> [What is required]:
Filter the material below, keeping every line that contains the string "pink".

Data listing
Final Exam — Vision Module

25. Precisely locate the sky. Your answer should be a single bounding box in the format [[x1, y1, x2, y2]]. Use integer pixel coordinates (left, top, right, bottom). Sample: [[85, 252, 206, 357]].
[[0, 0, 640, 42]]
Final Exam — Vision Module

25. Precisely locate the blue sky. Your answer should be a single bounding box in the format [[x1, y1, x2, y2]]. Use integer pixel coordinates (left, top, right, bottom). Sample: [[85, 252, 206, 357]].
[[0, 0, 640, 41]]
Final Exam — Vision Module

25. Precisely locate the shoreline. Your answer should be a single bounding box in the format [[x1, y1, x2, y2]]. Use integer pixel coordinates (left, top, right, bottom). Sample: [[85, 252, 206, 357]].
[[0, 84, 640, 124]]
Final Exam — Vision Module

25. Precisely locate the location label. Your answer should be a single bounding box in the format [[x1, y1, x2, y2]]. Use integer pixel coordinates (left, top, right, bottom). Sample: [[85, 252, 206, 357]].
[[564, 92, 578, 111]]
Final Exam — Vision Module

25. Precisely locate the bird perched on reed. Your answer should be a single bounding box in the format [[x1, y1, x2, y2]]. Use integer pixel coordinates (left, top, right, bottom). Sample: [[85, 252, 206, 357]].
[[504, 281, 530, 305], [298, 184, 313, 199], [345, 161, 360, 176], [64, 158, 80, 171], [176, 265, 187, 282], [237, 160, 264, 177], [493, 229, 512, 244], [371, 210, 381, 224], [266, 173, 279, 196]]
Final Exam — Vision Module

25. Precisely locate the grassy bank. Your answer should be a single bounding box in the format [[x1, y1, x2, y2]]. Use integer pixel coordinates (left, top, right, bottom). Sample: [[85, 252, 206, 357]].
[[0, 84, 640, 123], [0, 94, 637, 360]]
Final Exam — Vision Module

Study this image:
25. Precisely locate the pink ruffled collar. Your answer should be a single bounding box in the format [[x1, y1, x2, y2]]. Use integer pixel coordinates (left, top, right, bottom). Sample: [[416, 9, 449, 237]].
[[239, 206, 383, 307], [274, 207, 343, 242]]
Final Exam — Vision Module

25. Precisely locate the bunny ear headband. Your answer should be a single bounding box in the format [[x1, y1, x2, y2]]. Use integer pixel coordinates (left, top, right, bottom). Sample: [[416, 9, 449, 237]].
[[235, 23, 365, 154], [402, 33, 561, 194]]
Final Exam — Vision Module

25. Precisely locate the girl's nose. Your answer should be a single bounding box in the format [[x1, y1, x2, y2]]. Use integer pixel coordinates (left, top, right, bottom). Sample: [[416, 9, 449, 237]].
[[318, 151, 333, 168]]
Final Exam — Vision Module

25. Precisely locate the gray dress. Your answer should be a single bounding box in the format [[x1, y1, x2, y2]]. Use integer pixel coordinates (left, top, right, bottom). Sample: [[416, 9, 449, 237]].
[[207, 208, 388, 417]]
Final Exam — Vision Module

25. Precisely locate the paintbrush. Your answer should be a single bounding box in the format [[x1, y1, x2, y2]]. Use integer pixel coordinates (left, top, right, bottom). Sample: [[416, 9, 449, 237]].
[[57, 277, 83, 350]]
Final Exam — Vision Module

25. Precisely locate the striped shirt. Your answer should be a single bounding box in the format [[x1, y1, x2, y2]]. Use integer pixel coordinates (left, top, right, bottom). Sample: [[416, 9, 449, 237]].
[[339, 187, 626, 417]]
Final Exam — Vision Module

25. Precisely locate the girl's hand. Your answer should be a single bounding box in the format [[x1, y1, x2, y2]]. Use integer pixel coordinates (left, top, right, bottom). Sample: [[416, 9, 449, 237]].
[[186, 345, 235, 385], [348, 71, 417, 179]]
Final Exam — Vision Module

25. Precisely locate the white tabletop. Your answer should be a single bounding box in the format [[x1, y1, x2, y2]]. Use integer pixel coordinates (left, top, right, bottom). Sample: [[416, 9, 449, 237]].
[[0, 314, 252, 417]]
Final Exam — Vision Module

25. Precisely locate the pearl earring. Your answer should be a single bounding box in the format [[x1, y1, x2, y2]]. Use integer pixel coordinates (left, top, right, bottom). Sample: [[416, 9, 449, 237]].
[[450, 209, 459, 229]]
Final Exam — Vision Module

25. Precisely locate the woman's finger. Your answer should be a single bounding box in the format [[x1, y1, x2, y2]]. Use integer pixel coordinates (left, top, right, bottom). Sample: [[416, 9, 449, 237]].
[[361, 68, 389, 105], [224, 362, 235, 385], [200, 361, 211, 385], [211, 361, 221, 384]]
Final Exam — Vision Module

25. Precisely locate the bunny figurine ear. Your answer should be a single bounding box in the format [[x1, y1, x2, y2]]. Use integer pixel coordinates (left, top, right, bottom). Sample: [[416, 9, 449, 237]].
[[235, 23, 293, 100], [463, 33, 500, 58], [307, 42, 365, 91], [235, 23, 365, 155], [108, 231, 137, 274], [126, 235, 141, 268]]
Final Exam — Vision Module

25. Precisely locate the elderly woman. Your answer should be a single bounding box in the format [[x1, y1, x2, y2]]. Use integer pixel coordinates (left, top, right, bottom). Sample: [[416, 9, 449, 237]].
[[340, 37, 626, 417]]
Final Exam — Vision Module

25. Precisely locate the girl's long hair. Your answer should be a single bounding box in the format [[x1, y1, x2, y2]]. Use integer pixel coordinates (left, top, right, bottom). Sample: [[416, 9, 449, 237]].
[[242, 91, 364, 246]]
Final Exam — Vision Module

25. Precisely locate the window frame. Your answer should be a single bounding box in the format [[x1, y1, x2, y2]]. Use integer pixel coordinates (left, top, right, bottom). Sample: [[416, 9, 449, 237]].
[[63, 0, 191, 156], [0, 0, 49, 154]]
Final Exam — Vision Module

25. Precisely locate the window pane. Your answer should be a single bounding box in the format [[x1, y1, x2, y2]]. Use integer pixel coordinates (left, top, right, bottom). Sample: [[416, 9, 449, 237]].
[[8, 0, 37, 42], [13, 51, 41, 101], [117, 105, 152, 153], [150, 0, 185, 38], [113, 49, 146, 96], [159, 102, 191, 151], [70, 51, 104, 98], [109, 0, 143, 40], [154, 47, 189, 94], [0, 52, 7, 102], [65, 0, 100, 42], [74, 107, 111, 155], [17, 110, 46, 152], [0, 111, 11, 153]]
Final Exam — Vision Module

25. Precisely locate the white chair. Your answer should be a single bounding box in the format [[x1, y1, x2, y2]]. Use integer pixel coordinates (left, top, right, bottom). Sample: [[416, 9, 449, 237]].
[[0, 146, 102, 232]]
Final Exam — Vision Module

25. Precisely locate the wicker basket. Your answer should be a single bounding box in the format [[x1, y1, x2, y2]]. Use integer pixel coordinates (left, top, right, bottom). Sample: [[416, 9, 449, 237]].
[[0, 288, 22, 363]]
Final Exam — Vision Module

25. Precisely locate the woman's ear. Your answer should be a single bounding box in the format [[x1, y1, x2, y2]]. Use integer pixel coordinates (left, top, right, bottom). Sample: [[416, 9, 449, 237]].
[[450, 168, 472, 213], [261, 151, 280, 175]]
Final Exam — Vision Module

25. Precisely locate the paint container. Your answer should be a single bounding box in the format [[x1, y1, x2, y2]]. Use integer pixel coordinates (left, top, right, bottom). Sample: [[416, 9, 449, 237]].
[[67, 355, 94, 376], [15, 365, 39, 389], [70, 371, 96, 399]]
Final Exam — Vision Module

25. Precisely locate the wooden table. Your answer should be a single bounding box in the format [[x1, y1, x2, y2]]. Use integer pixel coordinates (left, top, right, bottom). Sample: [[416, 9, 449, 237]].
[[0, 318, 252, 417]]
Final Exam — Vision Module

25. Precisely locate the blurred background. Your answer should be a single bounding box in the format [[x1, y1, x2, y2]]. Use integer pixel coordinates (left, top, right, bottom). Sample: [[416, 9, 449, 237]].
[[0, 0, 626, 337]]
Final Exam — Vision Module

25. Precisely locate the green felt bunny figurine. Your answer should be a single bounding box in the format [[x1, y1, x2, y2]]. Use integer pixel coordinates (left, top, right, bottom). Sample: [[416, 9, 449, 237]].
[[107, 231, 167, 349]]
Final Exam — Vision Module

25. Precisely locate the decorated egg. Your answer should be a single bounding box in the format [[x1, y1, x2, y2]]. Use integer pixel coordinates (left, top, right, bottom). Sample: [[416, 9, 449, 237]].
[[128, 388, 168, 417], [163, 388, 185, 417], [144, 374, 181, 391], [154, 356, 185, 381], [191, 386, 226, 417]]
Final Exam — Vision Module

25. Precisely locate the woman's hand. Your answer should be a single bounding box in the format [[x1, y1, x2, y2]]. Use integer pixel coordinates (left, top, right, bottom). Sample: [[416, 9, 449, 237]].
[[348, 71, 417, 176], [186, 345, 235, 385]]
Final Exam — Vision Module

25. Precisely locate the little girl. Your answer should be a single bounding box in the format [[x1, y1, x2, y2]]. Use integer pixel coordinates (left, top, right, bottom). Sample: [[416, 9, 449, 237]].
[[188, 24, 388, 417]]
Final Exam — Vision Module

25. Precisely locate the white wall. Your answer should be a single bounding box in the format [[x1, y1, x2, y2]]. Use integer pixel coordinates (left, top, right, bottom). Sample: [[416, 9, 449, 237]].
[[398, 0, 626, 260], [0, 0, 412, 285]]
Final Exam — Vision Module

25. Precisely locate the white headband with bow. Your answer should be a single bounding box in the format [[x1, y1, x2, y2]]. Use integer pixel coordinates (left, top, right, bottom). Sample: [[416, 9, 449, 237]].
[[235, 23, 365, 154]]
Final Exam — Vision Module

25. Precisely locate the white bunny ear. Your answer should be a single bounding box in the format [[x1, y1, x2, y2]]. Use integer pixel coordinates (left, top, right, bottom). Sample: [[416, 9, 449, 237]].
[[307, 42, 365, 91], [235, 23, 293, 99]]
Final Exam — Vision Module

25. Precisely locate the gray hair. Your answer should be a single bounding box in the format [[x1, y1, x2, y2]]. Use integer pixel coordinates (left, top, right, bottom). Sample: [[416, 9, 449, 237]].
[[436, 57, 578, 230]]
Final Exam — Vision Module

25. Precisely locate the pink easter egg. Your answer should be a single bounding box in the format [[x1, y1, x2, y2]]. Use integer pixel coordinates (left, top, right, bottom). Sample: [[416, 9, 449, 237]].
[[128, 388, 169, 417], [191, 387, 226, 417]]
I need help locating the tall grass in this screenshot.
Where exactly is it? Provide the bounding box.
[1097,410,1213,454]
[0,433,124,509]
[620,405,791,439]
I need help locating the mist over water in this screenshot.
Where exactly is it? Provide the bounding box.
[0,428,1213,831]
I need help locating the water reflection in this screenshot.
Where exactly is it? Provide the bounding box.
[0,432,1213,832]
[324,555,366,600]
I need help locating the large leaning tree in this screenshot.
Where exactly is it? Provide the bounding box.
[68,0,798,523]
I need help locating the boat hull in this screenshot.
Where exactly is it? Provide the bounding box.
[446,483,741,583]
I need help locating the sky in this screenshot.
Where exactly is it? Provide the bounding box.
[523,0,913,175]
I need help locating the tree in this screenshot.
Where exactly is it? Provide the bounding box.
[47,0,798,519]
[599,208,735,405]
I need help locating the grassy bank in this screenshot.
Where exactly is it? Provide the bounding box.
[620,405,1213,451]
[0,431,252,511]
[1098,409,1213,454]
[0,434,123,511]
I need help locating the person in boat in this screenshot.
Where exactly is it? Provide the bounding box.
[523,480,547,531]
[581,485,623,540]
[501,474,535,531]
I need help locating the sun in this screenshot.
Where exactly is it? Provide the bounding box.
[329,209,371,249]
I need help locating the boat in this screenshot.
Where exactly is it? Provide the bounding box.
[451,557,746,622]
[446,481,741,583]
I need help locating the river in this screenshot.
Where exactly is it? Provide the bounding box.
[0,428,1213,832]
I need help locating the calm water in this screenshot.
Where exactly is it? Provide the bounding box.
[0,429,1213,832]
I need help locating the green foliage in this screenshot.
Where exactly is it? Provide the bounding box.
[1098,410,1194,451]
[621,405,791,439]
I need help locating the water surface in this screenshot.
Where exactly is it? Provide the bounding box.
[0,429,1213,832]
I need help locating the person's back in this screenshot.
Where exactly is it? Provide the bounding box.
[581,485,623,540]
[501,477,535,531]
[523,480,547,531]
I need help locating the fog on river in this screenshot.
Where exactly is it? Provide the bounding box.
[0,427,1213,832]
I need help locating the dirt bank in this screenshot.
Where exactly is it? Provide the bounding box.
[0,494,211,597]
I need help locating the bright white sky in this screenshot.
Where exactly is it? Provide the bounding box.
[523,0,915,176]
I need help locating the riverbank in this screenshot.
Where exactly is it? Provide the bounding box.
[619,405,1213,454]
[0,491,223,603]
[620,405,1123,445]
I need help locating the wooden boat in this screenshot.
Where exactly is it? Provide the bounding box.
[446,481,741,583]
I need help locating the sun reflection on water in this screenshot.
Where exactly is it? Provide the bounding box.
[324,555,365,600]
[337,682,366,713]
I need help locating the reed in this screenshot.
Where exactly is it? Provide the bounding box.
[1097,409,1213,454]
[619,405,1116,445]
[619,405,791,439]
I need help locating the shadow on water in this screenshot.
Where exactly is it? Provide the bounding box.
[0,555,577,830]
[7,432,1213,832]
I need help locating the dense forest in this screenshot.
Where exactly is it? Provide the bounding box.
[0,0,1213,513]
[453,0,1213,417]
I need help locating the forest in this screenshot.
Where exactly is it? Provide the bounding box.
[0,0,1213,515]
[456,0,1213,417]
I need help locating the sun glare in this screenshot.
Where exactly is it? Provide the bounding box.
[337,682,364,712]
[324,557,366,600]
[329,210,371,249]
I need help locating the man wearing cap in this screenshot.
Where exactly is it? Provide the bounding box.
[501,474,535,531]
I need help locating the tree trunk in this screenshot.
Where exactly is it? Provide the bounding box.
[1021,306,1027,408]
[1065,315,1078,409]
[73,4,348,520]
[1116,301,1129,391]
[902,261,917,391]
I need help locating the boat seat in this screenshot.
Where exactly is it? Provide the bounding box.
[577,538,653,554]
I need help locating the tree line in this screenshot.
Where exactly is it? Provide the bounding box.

> [The completed task]:
25. Precisely locate the pink ruffled collar. Your answer should be a single bounding box in the format [[x1, y1, x2, y2]]. Use integer pixel coordinates (left, top, right, bottom). Sample: [[416, 9, 449, 237]].
25. Precisely locate the pink easter egg. Your answer should be a single bounding box in the format [[x1, y1, x2, y2]]. Use integer pixel coordinates (left, top, right, bottom). Sample: [[416, 9, 449, 237]].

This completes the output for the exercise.